**What is being asked**
Starting at the line below that contains "Objective — one point per instance of the vent", print each line through the end of the records exactly as it appears.

**Data shown**
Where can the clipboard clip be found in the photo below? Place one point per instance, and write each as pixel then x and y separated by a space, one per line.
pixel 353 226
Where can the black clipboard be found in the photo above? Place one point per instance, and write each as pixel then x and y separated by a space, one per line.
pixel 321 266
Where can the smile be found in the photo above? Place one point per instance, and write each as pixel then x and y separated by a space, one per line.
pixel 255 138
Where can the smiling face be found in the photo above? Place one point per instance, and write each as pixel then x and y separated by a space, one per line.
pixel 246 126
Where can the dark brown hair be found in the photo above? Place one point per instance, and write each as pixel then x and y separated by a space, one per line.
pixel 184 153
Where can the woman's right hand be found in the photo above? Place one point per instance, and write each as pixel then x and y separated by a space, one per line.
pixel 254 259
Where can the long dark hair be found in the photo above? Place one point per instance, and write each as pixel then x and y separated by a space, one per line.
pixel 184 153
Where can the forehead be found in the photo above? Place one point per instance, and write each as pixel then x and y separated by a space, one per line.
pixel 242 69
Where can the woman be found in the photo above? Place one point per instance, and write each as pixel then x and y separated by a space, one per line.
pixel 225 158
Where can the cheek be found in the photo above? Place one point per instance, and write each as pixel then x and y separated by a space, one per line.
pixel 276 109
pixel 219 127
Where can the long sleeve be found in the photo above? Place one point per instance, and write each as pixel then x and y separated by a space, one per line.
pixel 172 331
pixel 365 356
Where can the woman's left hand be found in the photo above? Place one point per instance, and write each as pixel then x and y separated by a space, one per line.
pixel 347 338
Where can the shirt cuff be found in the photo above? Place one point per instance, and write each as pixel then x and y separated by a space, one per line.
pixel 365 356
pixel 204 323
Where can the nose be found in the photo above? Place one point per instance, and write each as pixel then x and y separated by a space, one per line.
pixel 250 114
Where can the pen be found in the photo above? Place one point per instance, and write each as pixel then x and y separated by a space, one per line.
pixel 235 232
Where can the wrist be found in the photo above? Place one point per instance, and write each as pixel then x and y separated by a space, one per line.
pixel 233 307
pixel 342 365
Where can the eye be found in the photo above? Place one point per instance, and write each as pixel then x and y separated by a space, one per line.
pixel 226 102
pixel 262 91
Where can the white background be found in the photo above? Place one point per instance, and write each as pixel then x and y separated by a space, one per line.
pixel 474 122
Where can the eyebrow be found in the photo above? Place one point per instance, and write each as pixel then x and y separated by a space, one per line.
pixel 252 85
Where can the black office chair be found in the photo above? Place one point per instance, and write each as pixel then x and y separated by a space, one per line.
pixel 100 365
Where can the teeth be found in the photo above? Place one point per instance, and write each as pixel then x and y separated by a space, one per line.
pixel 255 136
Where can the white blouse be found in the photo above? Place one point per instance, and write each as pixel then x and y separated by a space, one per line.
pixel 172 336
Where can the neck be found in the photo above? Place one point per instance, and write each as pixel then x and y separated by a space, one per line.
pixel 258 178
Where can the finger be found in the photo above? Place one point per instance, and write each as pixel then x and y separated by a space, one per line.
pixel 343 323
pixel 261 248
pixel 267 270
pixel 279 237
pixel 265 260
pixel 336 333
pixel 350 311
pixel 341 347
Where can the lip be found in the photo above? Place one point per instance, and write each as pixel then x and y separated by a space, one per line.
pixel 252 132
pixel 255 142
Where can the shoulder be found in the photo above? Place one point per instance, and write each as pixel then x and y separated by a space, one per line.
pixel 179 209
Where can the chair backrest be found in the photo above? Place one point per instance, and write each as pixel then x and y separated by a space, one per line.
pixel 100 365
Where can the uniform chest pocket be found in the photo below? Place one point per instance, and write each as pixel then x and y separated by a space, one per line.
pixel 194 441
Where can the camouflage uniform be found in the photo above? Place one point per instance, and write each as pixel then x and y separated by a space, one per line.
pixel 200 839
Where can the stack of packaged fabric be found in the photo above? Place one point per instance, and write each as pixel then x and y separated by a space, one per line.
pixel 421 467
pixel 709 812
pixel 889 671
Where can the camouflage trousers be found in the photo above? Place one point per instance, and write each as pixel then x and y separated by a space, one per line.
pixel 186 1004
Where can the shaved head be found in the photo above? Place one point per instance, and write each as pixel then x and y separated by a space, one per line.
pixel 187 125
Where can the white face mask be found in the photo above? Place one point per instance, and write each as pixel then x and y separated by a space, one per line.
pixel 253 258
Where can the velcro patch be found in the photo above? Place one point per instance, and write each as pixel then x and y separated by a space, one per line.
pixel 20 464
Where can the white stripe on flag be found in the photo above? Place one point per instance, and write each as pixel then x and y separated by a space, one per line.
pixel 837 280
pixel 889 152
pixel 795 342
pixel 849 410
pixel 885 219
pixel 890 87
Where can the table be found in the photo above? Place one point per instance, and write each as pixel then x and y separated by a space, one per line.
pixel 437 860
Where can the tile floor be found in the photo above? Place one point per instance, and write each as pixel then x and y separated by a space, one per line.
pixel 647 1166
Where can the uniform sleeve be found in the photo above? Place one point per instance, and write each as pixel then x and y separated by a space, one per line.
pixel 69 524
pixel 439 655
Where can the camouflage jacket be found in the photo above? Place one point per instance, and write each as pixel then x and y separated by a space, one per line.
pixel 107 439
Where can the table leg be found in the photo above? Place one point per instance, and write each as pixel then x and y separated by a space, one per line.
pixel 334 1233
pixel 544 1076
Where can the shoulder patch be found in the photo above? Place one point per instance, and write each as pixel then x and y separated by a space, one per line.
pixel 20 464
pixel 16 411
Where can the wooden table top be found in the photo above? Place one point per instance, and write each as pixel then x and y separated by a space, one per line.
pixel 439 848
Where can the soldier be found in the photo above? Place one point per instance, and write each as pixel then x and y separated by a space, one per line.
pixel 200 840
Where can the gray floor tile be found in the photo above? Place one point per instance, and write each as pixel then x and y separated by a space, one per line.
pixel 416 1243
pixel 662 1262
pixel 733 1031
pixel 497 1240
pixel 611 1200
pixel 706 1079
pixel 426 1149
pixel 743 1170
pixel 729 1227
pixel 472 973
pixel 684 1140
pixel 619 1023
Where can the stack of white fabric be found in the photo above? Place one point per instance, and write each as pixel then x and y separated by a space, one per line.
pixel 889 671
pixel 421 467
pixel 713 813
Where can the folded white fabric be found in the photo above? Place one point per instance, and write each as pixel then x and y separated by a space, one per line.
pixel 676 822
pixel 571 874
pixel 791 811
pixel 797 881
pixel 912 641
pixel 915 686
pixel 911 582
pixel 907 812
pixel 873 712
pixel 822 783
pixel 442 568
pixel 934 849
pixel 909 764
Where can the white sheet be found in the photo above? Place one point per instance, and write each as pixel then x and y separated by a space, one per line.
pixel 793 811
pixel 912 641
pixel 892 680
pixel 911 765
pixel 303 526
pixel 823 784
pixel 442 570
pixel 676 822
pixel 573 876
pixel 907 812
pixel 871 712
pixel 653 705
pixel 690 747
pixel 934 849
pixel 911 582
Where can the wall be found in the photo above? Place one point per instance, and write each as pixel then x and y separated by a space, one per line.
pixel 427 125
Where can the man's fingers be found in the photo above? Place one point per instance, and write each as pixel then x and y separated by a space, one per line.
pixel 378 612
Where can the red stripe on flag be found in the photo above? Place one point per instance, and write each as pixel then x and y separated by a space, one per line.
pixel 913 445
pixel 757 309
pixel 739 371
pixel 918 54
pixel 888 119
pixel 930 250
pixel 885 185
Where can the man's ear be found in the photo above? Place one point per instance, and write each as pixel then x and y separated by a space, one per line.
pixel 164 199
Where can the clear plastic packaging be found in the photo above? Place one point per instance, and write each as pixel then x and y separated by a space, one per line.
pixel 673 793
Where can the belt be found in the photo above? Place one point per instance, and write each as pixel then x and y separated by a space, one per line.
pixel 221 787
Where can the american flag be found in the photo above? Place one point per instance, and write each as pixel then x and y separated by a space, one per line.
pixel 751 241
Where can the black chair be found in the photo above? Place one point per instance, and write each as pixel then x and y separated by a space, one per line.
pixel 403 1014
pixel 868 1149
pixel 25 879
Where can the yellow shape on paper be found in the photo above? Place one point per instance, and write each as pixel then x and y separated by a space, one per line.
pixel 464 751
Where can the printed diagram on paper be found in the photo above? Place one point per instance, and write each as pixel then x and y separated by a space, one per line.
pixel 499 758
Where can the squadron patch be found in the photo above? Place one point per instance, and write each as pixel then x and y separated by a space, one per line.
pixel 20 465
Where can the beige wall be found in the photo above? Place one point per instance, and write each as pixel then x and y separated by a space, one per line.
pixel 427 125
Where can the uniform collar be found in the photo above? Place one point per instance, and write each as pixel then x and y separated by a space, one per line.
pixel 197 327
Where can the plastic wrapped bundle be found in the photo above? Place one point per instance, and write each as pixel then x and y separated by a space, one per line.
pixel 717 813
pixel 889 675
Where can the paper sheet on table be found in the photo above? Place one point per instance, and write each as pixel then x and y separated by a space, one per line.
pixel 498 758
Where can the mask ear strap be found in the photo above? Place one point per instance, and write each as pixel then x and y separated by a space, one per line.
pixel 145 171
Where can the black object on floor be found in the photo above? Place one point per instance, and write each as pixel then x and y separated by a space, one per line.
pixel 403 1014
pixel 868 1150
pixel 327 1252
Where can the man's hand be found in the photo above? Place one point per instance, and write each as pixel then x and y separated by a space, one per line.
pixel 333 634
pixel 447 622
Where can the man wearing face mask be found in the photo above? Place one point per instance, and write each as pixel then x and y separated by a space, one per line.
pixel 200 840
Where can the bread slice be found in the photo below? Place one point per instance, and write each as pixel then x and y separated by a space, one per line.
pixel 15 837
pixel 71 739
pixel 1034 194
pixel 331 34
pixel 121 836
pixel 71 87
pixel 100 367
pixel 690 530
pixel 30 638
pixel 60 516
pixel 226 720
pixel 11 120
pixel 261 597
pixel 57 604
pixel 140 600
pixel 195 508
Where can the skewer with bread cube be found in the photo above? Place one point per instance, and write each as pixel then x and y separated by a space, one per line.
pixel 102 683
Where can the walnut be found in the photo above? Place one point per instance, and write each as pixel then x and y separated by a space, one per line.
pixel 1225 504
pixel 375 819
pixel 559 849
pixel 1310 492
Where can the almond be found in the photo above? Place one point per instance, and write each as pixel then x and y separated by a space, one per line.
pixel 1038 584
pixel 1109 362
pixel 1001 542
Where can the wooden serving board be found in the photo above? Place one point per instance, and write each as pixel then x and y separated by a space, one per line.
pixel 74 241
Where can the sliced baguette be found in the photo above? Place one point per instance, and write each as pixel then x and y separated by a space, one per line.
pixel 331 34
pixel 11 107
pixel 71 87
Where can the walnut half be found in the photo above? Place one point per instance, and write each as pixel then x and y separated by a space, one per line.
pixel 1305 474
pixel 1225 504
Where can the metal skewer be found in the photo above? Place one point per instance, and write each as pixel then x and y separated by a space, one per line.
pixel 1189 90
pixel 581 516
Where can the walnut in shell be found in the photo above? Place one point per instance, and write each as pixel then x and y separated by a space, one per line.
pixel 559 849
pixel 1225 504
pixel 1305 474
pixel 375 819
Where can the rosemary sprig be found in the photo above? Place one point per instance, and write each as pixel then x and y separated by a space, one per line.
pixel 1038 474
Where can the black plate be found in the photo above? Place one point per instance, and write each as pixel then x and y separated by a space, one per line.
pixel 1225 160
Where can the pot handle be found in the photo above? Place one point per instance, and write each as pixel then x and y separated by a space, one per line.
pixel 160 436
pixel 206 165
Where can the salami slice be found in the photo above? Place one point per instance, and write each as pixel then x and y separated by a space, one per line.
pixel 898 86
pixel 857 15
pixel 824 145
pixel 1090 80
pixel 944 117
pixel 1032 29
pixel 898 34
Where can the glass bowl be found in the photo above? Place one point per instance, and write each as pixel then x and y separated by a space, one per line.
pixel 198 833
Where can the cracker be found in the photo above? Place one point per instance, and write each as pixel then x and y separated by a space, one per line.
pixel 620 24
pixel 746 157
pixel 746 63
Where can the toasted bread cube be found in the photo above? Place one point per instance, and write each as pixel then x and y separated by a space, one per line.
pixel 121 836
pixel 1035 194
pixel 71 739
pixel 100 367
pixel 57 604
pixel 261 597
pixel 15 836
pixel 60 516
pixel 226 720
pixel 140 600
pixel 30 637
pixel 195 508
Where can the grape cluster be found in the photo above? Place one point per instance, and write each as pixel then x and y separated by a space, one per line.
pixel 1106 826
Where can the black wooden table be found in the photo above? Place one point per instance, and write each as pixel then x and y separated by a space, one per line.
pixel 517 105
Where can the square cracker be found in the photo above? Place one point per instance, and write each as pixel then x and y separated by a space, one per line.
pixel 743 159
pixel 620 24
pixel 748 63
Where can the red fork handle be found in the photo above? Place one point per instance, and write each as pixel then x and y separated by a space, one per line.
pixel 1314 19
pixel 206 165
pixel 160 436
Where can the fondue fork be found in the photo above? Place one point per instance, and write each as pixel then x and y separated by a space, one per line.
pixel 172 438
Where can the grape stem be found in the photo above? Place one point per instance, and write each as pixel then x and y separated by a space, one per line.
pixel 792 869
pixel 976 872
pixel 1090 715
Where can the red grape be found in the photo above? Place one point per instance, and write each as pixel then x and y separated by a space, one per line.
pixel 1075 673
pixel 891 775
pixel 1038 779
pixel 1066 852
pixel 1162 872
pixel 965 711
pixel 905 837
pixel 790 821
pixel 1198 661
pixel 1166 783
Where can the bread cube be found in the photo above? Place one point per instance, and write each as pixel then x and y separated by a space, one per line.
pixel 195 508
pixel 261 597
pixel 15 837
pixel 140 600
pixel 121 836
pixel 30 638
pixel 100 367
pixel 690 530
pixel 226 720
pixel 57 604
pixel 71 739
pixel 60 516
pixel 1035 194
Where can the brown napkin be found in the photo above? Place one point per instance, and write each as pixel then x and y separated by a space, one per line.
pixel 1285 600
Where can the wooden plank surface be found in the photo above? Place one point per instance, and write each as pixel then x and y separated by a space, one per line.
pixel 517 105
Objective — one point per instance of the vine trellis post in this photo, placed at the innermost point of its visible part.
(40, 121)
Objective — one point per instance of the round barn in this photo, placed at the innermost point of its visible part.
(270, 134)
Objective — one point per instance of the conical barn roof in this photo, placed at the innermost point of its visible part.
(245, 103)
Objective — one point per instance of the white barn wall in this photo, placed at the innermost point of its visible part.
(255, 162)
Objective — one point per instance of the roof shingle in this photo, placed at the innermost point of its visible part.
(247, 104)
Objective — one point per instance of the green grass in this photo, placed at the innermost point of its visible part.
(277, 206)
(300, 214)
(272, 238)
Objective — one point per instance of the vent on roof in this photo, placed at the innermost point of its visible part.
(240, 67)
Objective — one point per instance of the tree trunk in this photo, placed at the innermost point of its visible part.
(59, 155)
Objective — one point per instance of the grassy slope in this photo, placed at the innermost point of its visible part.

**Task response**
Objective — one point per instance of the vent on roof in this photo, placed at the innermost point of its visible part.
(240, 67)
Objective — one point per instance of the tree trunk in this photo, placed at the innermost point of its visible part.
(59, 155)
Objective — one point per instance of the grassy slope in this photo, placed at the innermost point of its visible part.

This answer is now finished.